[Point labeling examples]

============

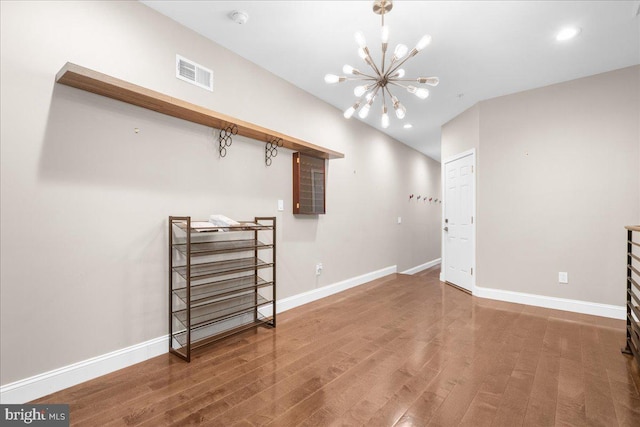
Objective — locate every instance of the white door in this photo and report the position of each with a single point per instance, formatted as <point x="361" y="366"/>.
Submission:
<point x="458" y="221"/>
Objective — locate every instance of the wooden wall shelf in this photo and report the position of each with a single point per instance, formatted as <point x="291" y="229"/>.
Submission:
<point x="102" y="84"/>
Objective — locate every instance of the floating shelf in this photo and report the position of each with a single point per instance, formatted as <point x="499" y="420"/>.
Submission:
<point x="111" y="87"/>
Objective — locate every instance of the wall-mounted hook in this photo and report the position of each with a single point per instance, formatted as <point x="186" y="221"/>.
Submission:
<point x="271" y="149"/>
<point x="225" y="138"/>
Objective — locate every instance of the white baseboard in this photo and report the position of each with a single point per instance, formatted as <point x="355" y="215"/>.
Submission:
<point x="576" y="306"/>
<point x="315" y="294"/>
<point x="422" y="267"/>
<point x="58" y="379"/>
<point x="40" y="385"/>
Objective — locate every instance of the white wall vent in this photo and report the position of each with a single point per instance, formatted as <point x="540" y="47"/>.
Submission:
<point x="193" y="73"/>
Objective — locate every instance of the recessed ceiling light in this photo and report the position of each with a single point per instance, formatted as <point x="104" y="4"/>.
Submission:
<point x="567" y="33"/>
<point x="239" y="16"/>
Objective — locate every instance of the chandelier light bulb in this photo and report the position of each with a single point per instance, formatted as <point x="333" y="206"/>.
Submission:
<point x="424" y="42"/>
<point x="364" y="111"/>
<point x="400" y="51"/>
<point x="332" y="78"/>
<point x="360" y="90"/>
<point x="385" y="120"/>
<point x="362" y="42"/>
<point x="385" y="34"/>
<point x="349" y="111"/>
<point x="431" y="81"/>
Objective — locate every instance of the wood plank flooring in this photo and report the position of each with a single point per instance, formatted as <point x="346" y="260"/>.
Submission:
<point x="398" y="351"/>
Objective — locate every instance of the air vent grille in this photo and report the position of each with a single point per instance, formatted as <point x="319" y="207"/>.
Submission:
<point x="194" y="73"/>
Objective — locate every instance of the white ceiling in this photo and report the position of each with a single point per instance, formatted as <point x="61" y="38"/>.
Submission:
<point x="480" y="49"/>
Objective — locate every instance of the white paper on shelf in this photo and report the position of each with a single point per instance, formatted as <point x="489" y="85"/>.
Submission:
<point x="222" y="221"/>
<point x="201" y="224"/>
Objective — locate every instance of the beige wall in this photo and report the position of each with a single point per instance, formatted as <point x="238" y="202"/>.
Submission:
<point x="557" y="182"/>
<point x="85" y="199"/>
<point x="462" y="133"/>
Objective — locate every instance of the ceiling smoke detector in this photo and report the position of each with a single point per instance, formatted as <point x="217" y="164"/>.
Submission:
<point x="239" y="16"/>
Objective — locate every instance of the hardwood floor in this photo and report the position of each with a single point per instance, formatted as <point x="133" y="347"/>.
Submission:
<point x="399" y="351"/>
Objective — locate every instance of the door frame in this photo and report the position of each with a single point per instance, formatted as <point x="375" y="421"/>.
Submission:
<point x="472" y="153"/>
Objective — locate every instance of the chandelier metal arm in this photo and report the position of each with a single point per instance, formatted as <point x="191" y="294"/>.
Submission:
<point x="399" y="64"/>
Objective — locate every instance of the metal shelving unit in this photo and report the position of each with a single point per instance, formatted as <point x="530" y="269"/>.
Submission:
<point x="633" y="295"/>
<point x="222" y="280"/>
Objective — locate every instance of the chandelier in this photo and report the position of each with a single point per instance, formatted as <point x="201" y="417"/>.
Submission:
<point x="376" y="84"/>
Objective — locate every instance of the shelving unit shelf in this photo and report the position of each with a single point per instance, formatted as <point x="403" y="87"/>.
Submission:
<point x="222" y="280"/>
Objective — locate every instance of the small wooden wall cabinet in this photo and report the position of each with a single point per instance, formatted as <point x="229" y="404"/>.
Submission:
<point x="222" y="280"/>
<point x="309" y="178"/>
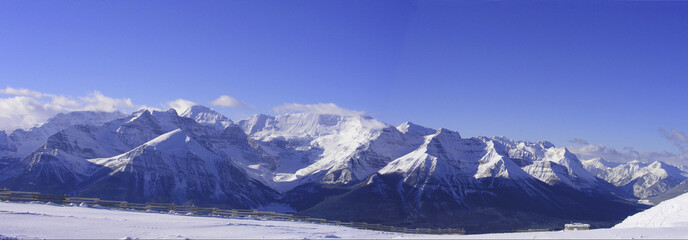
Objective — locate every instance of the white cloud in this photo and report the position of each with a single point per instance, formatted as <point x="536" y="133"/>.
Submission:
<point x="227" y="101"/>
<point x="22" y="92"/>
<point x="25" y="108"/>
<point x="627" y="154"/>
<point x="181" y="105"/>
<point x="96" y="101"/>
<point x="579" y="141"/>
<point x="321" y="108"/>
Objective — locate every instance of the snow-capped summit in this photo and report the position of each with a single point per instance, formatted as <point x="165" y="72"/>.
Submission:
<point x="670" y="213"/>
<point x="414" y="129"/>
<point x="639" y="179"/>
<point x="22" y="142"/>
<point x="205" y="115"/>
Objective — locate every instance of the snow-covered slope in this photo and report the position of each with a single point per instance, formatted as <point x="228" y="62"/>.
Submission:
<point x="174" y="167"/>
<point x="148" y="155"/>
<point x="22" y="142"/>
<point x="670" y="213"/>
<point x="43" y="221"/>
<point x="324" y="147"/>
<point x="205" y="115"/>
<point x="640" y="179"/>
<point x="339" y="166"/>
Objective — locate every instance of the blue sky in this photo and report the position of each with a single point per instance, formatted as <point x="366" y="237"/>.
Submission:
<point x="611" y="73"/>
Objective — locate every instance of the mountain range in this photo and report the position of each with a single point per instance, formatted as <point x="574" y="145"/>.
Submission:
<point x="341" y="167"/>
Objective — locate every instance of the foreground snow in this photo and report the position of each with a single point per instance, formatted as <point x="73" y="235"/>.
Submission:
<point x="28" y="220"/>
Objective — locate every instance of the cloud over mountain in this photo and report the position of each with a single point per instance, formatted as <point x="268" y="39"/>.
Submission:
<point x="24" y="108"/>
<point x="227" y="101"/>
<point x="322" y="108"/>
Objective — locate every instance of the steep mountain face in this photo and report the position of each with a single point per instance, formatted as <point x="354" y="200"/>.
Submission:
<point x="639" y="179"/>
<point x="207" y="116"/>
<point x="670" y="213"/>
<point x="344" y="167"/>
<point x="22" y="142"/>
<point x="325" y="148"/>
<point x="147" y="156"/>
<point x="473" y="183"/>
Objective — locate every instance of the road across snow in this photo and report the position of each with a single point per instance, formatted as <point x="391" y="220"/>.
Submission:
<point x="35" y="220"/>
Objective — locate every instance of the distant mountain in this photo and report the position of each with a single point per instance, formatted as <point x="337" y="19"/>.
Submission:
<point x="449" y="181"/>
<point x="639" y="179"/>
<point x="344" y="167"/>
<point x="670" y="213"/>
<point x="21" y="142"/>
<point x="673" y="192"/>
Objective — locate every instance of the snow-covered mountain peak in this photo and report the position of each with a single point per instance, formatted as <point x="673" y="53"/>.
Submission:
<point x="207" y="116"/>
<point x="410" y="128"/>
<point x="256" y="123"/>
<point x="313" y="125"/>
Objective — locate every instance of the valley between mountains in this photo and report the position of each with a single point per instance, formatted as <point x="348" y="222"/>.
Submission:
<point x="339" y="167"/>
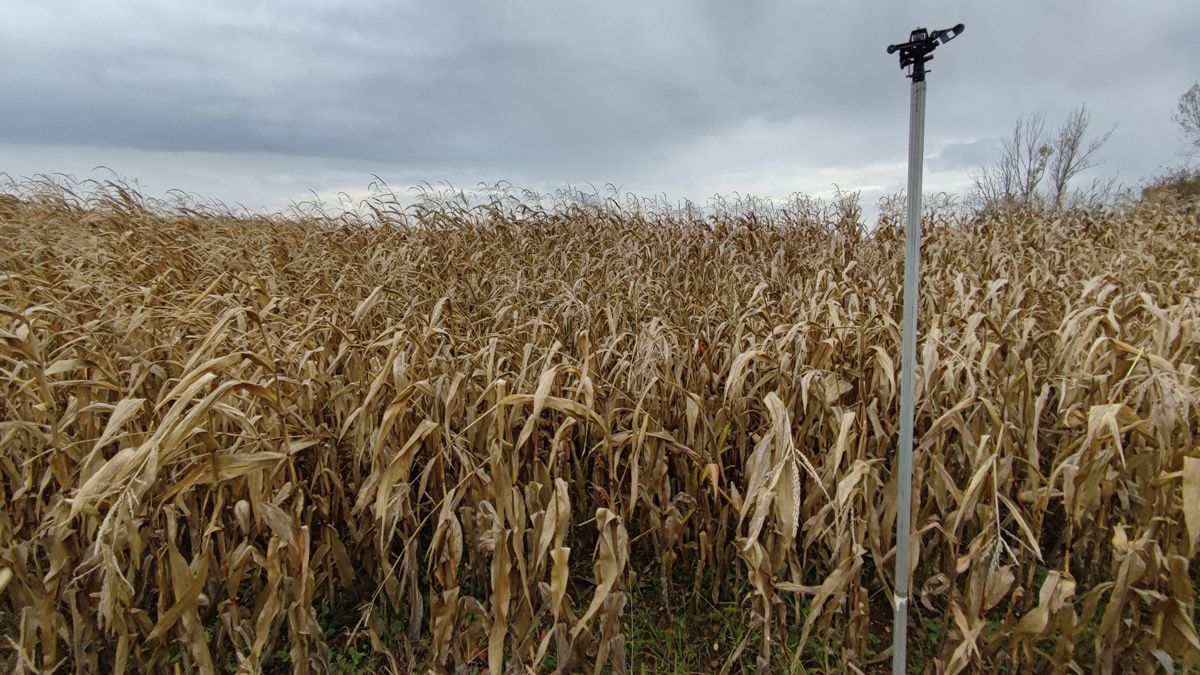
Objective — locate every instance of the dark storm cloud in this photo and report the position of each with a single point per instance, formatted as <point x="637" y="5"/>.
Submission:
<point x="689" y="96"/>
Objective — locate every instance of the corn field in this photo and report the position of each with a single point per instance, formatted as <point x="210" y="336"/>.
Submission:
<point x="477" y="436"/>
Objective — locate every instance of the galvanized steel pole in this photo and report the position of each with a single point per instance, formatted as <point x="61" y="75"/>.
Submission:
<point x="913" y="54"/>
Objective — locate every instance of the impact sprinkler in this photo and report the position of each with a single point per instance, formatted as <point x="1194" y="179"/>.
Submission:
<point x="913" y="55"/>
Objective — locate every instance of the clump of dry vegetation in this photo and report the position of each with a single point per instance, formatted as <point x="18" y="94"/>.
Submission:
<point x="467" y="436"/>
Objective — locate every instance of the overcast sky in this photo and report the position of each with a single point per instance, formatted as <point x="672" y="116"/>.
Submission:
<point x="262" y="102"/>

============

▶ [What the task asks]: Extract, exactly, the lines above that begin at the line containing "Objective — locate every instance of the dark" and end at the final line of the records; add no other text.

▶ [Full output]:
Objective — locate every instance of the dark storm cloud in this photo and report the position of each with a single point per instance, formatted as <point x="637" y="5"/>.
Submission:
<point x="689" y="96"/>
Objective — locate every instance of the corn field in this photo and report the position of each with a single point per instance, formatted as <point x="210" y="336"/>.
Submission:
<point x="477" y="436"/>
Objective — locate every instance of the galvanized steel pole in this photo and report the position of each with a single point per instance, formatted as <point x="61" y="75"/>.
Submission:
<point x="913" y="54"/>
Objective — locate every instance of the impact sprinkler in this photo and report the position of each with a single point per instance, formatted as <point x="1194" y="179"/>.
Submission:
<point x="913" y="55"/>
Objective — locate every instance of the clump of dry vegetation in this photo and report the position of each with a single point per instance, formatted as <point x="18" y="94"/>.
Submission:
<point x="467" y="436"/>
Objective — locate every instance of the overcast sky in this photo and report the position of each with a single point per instance, formatted as <point x="672" y="116"/>.
Submission:
<point x="262" y="102"/>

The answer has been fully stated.